- [ASSIGNED TASK]
Leave out the images and output the records word for word.

*** Opening of EXERCISE DATA ***

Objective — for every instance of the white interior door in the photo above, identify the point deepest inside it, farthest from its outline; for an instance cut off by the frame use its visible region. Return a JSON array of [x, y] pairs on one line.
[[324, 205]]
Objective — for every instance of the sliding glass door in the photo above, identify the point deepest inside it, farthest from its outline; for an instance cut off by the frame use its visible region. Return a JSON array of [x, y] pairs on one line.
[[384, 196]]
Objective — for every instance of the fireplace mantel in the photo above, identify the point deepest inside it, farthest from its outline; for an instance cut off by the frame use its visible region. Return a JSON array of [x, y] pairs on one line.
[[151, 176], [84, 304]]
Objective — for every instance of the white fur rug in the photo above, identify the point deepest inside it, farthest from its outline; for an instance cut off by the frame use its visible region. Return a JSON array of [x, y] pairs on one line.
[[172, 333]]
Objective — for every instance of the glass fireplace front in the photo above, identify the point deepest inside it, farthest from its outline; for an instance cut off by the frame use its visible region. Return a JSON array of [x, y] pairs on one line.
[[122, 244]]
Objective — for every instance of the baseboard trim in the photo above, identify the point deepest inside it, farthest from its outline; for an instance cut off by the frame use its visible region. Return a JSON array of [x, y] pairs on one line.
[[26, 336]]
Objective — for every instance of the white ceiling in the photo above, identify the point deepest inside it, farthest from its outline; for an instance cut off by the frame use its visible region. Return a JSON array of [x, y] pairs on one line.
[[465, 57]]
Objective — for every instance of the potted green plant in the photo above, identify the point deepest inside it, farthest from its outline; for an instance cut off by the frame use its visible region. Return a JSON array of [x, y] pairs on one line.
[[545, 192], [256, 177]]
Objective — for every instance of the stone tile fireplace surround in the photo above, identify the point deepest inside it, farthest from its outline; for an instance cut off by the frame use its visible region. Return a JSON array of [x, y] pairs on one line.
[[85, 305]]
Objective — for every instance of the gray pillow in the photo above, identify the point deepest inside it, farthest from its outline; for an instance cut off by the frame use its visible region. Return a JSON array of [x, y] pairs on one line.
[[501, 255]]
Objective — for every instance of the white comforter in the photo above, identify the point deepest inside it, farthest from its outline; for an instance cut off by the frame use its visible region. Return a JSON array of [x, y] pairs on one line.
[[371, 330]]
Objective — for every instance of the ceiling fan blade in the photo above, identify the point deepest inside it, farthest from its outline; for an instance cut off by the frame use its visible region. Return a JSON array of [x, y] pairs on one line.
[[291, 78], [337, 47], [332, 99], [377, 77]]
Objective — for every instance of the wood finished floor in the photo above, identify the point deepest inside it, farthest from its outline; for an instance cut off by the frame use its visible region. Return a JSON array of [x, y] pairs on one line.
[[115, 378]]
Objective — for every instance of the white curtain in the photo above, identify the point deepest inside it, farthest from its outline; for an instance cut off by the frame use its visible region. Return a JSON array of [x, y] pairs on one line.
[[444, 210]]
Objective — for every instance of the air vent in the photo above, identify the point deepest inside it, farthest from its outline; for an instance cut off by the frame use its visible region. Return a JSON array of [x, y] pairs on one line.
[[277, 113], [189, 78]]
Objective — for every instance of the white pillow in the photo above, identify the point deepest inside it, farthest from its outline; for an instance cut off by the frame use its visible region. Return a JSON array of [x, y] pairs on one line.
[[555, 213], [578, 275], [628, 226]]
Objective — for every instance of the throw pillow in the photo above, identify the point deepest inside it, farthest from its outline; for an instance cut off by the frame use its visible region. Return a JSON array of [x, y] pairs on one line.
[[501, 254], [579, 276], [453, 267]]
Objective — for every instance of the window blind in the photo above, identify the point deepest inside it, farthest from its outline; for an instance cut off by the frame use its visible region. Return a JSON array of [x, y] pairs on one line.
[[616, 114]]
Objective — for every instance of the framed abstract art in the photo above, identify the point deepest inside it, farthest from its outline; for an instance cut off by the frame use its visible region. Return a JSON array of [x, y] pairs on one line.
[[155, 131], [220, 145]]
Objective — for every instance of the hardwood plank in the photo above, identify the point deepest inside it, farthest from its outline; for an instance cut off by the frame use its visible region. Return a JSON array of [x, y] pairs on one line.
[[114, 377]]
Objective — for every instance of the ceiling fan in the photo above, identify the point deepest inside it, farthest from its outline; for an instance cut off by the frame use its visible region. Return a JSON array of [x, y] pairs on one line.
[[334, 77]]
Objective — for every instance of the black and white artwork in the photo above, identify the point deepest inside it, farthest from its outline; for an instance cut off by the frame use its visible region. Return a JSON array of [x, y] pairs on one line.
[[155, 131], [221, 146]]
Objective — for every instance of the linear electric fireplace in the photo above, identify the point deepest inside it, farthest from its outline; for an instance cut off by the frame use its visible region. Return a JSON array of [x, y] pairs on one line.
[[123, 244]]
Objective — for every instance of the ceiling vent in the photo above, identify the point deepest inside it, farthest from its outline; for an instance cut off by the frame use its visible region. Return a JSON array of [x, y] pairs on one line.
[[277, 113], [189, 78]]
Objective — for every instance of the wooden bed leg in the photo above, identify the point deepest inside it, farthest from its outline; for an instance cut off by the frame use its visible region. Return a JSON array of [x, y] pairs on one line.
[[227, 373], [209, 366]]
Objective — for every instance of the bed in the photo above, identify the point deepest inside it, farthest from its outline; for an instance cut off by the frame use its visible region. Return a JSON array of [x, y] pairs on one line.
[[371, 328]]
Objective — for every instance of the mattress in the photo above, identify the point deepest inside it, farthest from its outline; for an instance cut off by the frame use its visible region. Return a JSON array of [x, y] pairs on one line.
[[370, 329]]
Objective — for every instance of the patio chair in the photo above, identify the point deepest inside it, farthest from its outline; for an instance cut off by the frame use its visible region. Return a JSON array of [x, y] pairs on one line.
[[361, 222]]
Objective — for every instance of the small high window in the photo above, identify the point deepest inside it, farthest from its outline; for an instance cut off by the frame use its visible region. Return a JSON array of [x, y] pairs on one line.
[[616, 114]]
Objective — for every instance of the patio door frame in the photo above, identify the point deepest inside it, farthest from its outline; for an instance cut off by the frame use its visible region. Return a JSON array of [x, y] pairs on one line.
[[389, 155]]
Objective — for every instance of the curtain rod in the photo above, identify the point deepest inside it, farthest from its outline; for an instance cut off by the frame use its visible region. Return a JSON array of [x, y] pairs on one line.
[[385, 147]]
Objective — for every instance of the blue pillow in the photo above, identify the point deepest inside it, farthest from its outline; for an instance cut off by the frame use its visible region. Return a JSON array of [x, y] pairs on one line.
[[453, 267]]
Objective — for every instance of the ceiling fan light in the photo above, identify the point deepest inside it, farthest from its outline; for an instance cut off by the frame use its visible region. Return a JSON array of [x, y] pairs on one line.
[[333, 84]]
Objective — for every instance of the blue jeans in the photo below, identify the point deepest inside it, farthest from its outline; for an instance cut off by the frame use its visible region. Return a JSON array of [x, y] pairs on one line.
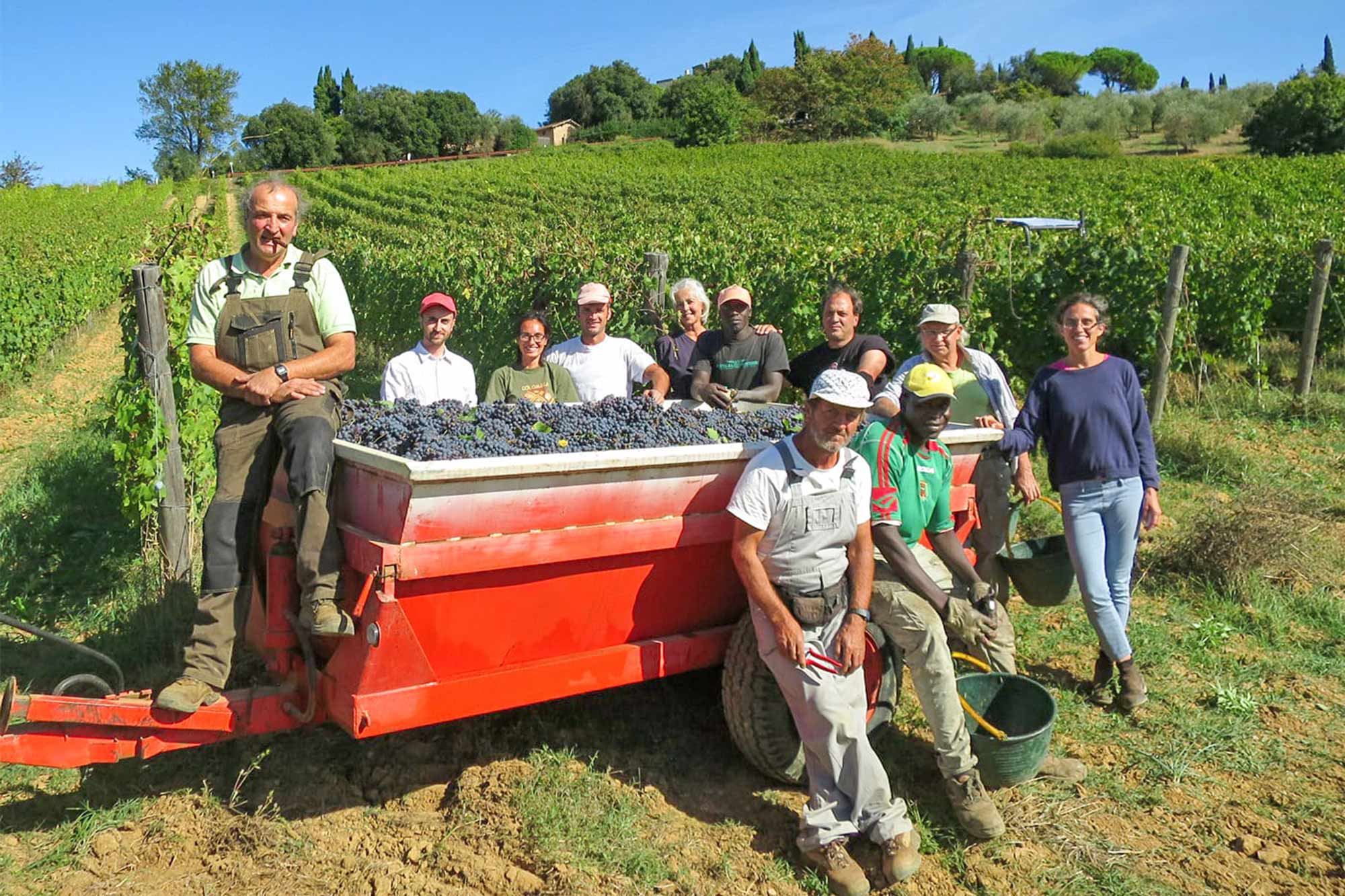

*** Close of EXERCISE DATA ***

- [ANSWER TO THE EXERCISE]
Objective — for every instance of the white interior door in the photo above, identify the point deepest inside it, farthest from its outline; for an instance cut off by the frame use its visible region. Return a JSON array of [x, y] pairs on one line.
[[324, 205]]
Objective — for every instance of the sliding glass door in the photo above, identify the point deepest inside it, farthest from its outline; for an instance cut off by the frame use its visible region. Return a JSON array of [x, y] pairs on one line.
[[384, 196]]
Objective — for every instance of the fireplace mantel in the photo above, identify the point deepest inside it, farthest from its outline; for an instance cut off by the frame use its visible region. Return a JSON array of [x, y] pairs on one line.
[[151, 176], [84, 304]]
Objective — for every instance of the white fur rug in the photo above, identify the point deepest inside it, farthest from its outline; for an instance cut off by the frame use its visible region. Return a JSON array of [x, y] pairs on one line.
[[172, 333]]
Objective — for every instance of the glass fireplace front in the photo above, identify the point deepest inside it, farthest from its outline; for an instance cut off by the frame use its visible region. Return a JSON array of [x, y] pairs on one line.
[[122, 244]]
Objective — for every instance of the baseboard trim in the photo above, identify the point deepest inside it, farthest from its outline; for an instance cut off by the frame use its visible region. Return a JSON array of [x, y] pairs on one line.
[[26, 336]]
Objective — for every instance of the white ceiling in the photo above, identify the point deepest inside it, farthest from its outline; for an instance cut off by the frame use its visible region. Return a JSON array of [x, y] pairs on one line.
[[465, 57]]
Objective — for every instance of the potted green plant in the photo above, identify the point deepest inside it, farthest from its outline; for an instance cut off by the frame use its visible region. Return a JSON array of [x, y] pairs on one line.
[[545, 192], [256, 177]]
Objective — for every instance of the stone tile fireplace surround in the photo above, identify the point deepest inside it, farthest from its outline; for an instance cut off by the frame use its visible region. Return a JSON array of [x, y] pairs on one line.
[[85, 305]]
Objective — for every instance of the gray pillow in the photo above, identify the point deepest inside it, farthest from its outline; for an instance cut off by the frame use its visible region. Return a JSON array of [x, y] pairs on one line.
[[501, 255]]
Objective — for every instance of the white comforter in the photo above, identify the point deepest inside it, farthest from its outline; for an instance cut off by the frame use its visible region. Return a JSON array of [x, y] pairs on one line.
[[371, 330]]
Objective — for every instance of the ceiling fan blade in the photo above, identify the point deepest inside it, farthest from its outline; for an instance cut off by the frame use its visible region. Return a JSON array of [x, y] pairs on one line.
[[291, 78], [337, 47], [332, 99], [377, 77]]
Objective — for every instance of the wood finished floor in the photo above, identify the point deepest inside it, farthest from its outline; for an instance cut off by the frame use its visible region. Return a JSON array of [x, y] pairs on one line.
[[115, 378]]
Objective — for every instance of the white curtain in the photo above, identify the point deepest inside it, farthest from its outline; for an instance cut off by the frame use its visible region. Return a JSON array of [x, y] pairs on one line.
[[444, 210]]
Objective — for every instance of the air vent in the photo above, identify the point deepest inside it, farthest from its outline; for an instance cut off by the frame use its visible region. Return a JSON array of [x, y] pairs on one line.
[[277, 113], [189, 78]]
Objective — for every instance of the white pillow in the photo above, identify the point deepest inside it, farthest from its outline; for an instance cut off by the frame use its visible region. Return a JSON array of [x, y] pairs on one line.
[[555, 213], [578, 275], [628, 226]]
Objective — for every instance of the throw pillow in the photo above, identify the point deepest inside it, farthest from its outline; for an instance cut off by the frame use its visible region. Return a JSON array of [x, y] pairs on one line.
[[501, 254], [579, 276], [453, 267]]
Objective — for every instance of the window blind in the photo above, identify the point deepest inside it, farthest from its outline; for an instance cut off by the frame use its visible region. Return a JSON array of [x, y] pairs on one line.
[[616, 114]]
Objective — for every instance of the framed abstract art in the photo above, identify the point deepest inside it, farthest from its outline; for an instance cut off by the frame use its visible region. Return a JSON array of [x, y] pairs on one line.
[[155, 131], [220, 145]]
Objective — for every instance of the hardwood plank in the photo above, identify the point deepest inside it, farthest from its outline; for an instance cut off by the frame use its visible region. Return a JSON array of [x, y] pairs on one line.
[[114, 377]]
Objective — for every instance of the ceiling fan in the photo above, identify the point deepest inside it, farthest from its outline; for an instance cut off by the frame use its visible region. Return a JSON array of [x, y] pairs on one line.
[[334, 77]]
Objective — for every instance of the black and white artwork in the photo above, identify the point deepest inside it, farthest from its outline; for an instance cut off by the frame use its visible region. Return a JSON array of [x, y] pairs on one line.
[[155, 131], [221, 146]]
Objective — for every instance of the linear electric fireplace in the photo above, identify the point deepest inside it, farthest from its outline; for an instance cut off by the frame use its visible region. Return a JSON array of [x, y] pairs on one line.
[[123, 244]]
Objective — for every instance of the ceiling vent in the photo above, identify the point deepest inside it, farthest from its outline; for an instance cut off by the frame use its visible region. Return a JSON array of [x, y] pairs on one line.
[[277, 113], [189, 78]]
Objective — for every instance of the wooden bed leg in the photo above, identify the point deepest inside it, farthest from its outline; for an instance cut off by the frame use its visible region. Return a JSON array of [x, y] pairs on one line.
[[227, 373], [209, 366]]
Objective — for every instance of the bed in the photo above, identify the point deepest inside it, farthest from its outline; for an instance cut off by the frame use its visible region. Return a JSON array of [x, y] pairs on one line.
[[371, 328]]
Objective — for every instance of the mattress in the photo above, identify the point deepest inside it, farthest from its outline; for an instance cut off by the frame use its visible region. Return a JSON array of [x, y] pairs on one line.
[[370, 329]]
Objective — for every instance of the patio chair in the photo above, identify the point deepest inside it, farthest from its outline; for an instance cut off by the frame use its visible region. Return a JSON array of [x, y] pairs on one line.
[[361, 222]]
Objective — for every instance of the small high window in the photo above, identify the point deepest inside it, farthest from its outline; for an instance cut off by the frame use its visible region. Return a JSON array of [x, y] pairs on one line.
[[616, 114]]
Objective — for every instance of the patio door frame in the photo above, identify the point deepest inside it, farthest from its outline; for an instance cut off by the frame use its visible region. Return a JSON array of [x, y] pairs on one line.
[[389, 155]]
Objective — for every instance of the curtain rod in the photo above, identify the point deepest inside it, farthest from its outline; for an instance cut off by the frame use its visible region. Return a JSON array of [x, y] pairs on one line.
[[385, 147]]
Objective — for every instance of the blue pillow in the photo above, identify the point deepest inside it, farthest from its outline; for an instance cut off by the frame use its visible region. Return a JSON array of [x, y] pairs on one line.
[[453, 267]]
Objective — for every instance of the ceiling fan light in the photo above, identify the point deepest inside it, farthest from its outline; for an instance cut off by the frame use its visible region. Return a JSON array of [x, y] pairs on one line.
[[333, 84]]
Objective — for every instance of the blue jeans in the photo below, identify the point deepest inside it, farthest from its outline; for an instance cut off by the frame use its visible region. Return a JSON array of [x, y] pairs on one line.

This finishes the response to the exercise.